* _PROVIDED MATERIAL_:
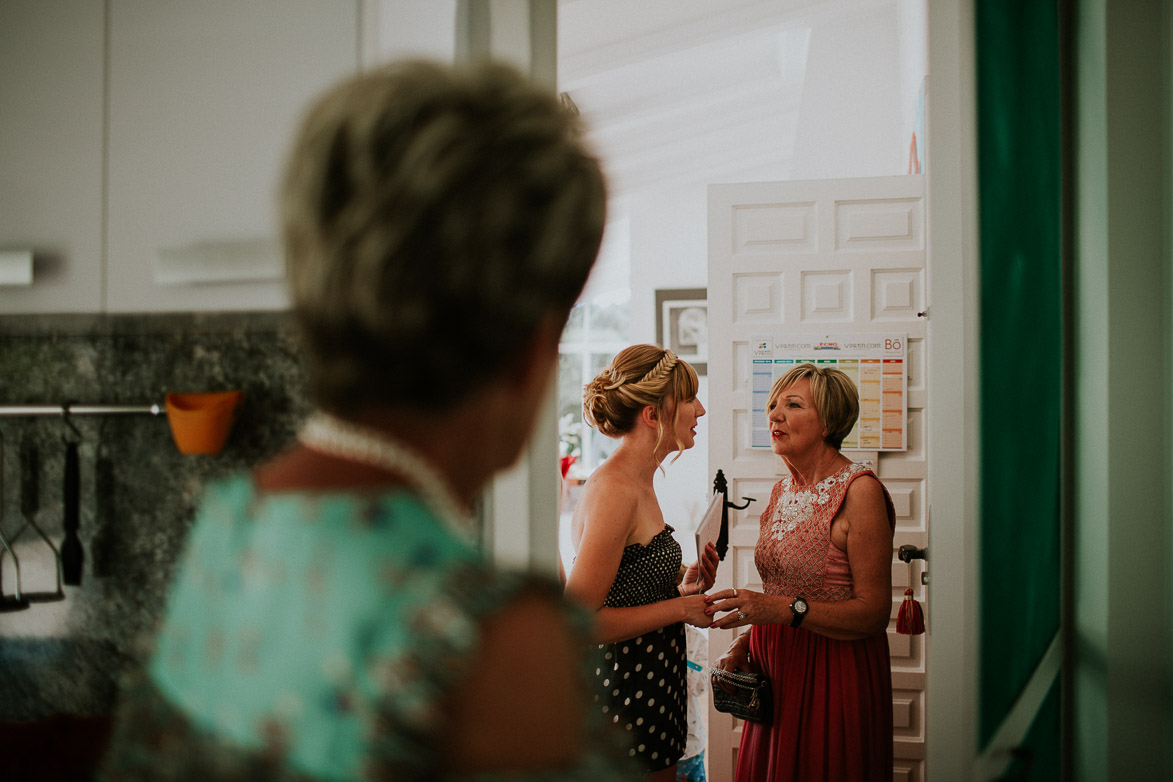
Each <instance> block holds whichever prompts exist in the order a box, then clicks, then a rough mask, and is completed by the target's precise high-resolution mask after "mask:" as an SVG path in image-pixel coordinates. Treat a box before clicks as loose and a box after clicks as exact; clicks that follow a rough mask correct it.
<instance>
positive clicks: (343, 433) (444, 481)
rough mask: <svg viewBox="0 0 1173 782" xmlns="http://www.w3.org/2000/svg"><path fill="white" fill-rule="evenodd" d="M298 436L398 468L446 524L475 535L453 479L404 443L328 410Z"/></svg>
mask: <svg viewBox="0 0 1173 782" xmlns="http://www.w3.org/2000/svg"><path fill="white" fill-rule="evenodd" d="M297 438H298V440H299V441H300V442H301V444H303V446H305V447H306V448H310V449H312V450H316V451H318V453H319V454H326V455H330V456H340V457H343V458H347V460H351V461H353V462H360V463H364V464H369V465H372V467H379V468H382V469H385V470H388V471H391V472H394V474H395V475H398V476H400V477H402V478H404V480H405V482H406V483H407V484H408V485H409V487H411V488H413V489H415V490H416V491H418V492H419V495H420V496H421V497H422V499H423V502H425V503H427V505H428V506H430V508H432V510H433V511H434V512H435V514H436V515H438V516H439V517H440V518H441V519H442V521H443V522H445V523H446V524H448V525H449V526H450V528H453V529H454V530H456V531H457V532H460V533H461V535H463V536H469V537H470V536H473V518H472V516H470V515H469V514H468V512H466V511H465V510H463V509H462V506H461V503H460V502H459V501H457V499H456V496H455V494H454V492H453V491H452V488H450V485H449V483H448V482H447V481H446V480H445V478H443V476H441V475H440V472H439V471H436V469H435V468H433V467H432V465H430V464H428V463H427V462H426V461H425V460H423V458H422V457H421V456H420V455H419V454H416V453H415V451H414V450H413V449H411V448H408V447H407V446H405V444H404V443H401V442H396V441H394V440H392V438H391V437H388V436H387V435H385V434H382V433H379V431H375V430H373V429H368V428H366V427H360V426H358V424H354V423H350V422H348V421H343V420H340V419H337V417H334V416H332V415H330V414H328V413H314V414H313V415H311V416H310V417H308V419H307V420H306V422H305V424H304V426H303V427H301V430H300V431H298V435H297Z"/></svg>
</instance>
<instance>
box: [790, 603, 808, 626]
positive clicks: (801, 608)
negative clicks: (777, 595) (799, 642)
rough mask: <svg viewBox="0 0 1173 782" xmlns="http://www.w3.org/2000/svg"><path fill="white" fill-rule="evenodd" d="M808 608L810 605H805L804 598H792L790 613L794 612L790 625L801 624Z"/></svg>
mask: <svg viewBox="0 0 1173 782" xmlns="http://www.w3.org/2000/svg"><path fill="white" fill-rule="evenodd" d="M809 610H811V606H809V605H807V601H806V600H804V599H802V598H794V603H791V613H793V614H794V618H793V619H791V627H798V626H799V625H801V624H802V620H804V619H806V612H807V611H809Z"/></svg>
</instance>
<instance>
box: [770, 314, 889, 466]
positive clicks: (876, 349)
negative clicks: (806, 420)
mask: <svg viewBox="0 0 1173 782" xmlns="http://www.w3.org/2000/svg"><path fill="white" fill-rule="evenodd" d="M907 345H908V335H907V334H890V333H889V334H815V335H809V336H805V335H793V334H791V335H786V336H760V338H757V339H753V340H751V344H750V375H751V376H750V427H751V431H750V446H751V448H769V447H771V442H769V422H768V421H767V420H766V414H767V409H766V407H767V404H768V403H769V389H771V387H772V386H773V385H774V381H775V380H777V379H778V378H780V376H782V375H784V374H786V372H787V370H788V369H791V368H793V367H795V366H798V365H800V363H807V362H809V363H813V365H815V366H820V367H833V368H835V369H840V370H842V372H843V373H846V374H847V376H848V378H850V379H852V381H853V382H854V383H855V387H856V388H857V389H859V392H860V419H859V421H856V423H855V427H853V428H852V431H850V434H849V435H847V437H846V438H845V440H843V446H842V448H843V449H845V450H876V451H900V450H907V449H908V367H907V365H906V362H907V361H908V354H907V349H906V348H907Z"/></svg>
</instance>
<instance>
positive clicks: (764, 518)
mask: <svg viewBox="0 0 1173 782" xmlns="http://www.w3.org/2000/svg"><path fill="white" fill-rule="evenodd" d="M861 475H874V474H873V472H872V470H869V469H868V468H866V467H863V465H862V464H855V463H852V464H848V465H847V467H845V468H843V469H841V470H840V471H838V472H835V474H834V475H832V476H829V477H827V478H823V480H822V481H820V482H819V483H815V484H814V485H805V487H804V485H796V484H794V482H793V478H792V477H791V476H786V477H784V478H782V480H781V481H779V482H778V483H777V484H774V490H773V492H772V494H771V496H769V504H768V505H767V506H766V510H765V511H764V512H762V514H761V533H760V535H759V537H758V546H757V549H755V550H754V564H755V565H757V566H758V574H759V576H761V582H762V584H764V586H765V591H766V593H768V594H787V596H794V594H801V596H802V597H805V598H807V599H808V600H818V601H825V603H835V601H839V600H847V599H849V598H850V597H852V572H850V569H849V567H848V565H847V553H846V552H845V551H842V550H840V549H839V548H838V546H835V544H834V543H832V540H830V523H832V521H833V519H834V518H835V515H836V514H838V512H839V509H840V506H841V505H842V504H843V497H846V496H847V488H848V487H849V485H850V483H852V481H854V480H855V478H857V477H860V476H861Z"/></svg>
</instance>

* _WORK ITEM_: With the pictures removed, set down the entire listing exactly.

* _REPLY TO THE TASK_:
Each <instance> block holds whichever prompts exist in the order a box, then clicks, then a rough mask, and is completed by the target's precise high-resolution mask after "mask:" as an SVG path in image-pixel coordinates. Treat a box before clicks as loose and a box after clicks as exact; clicks that follow a rough mask correct it.
<instance>
positive clicks: (343, 433) (444, 481)
rough mask: <svg viewBox="0 0 1173 782" xmlns="http://www.w3.org/2000/svg"><path fill="white" fill-rule="evenodd" d="M298 436L398 468L446 524L475 535L453 479L404 443L328 410Z"/></svg>
mask: <svg viewBox="0 0 1173 782" xmlns="http://www.w3.org/2000/svg"><path fill="white" fill-rule="evenodd" d="M297 438H298V440H299V441H300V442H301V444H303V446H305V447H306V448H310V449H312V450H316V451H318V453H319V454H326V455H330V456H340V457H343V458H347V460H351V461H353V462H360V463H364V464H369V465H372V467H379V468H382V469H385V470H388V471H391V472H394V474H395V475H398V476H400V477H402V478H404V480H405V482H406V483H407V484H408V485H409V487H411V488H413V489H415V490H416V491H418V492H419V495H420V496H421V497H422V499H423V502H425V503H427V505H428V506H430V508H432V510H433V511H434V512H435V514H436V515H438V516H439V517H440V518H441V519H442V521H443V522H445V523H446V524H448V525H449V526H450V528H453V529H454V530H456V531H457V532H460V533H461V535H463V536H469V537H470V536H473V518H472V516H470V515H469V514H468V512H466V511H465V510H463V509H462V506H461V503H460V502H459V501H457V499H456V496H455V494H454V492H453V491H452V488H450V485H449V483H448V482H447V481H446V480H445V478H443V476H441V475H440V472H439V471H436V469H435V468H433V467H432V465H430V464H428V463H427V462H426V461H425V460H423V458H422V457H421V456H420V455H419V454H416V453H415V451H414V450H413V449H411V448H408V447H407V446H405V444H404V443H401V442H396V441H394V440H392V438H391V437H388V436H387V435H385V434H382V433H379V431H375V430H373V429H368V428H366V427H360V426H358V424H354V423H350V422H348V421H343V420H340V419H337V417H334V416H332V415H330V414H328V413H314V414H313V415H311V416H310V417H308V419H307V420H306V422H305V424H304V426H303V427H301V430H300V431H298V435H297Z"/></svg>
</instance>
<instance>
box: [790, 603, 808, 626]
positive clicks: (801, 608)
negative clicks: (777, 595) (799, 642)
rough mask: <svg viewBox="0 0 1173 782" xmlns="http://www.w3.org/2000/svg"><path fill="white" fill-rule="evenodd" d="M808 608L810 605H805L804 598H792L790 613L794 612L790 625L801 624Z"/></svg>
mask: <svg viewBox="0 0 1173 782" xmlns="http://www.w3.org/2000/svg"><path fill="white" fill-rule="evenodd" d="M809 610H811V606H809V605H807V601H806V600H804V599H802V598H794V603H791V613H793V614H794V618H793V619H791V627H798V626H799V625H801V624H802V620H804V619H806V612H807V611H809Z"/></svg>
</instance>
<instance>
box: [770, 314, 889, 466]
positive clicks: (876, 349)
negative clicks: (806, 420)
mask: <svg viewBox="0 0 1173 782" xmlns="http://www.w3.org/2000/svg"><path fill="white" fill-rule="evenodd" d="M907 345H908V335H907V334H890V333H889V334H815V335H809V336H805V335H793V334H791V335H786V336H760V338H757V339H753V340H751V344H750V375H751V376H750V427H751V431H750V446H751V448H769V447H771V442H769V422H768V421H767V420H766V414H767V409H766V407H767V404H768V403H769V389H771V387H772V386H773V385H774V381H775V380H777V379H778V378H780V376H782V375H784V374H786V372H787V370H788V369H791V368H793V367H795V366H798V365H800V363H807V362H809V363H813V365H815V366H820V367H833V368H835V369H840V370H842V372H843V373H846V374H847V376H848V378H850V379H852V381H853V382H854V383H855V387H856V388H857V389H859V392H860V419H859V421H856V423H855V427H853V428H852V431H850V434H849V435H847V437H846V438H845V440H843V446H842V448H843V449H845V450H876V451H900V450H907V449H908V367H907V365H906V362H907V361H908V354H907V349H906V348H907Z"/></svg>
</instance>
<instance>
positive clicks: (764, 518)
mask: <svg viewBox="0 0 1173 782" xmlns="http://www.w3.org/2000/svg"><path fill="white" fill-rule="evenodd" d="M861 475H874V474H873V472H872V470H869V469H868V468H866V467H863V465H862V464H855V463H852V464H848V465H847V467H845V468H843V469H841V470H840V471H838V472H835V474H834V475H832V476H829V477H827V478H823V480H822V481H820V482H819V483H815V484H814V485H805V487H804V485H796V484H794V482H793V478H792V477H791V476H786V477H784V478H782V480H781V481H779V482H778V483H777V484H774V490H773V492H772V494H771V496H769V504H768V505H767V506H766V510H765V511H764V512H762V514H761V533H760V535H759V537H758V546H757V549H755V550H754V564H755V565H757V566H758V574H759V576H761V582H762V584H764V586H765V591H766V593H768V594H787V596H794V594H801V596H802V597H805V598H807V599H808V600H818V601H825V603H835V601H839V600H847V599H849V598H850V597H852V572H850V569H849V567H848V565H847V553H846V552H845V551H842V550H840V549H839V548H838V546H835V544H834V543H832V540H830V523H832V521H833V519H834V518H835V515H836V514H838V512H839V509H840V506H841V505H842V504H843V497H846V496H847V488H848V487H849V485H850V483H852V481H854V480H855V478H857V477H860V476H861Z"/></svg>
</instance>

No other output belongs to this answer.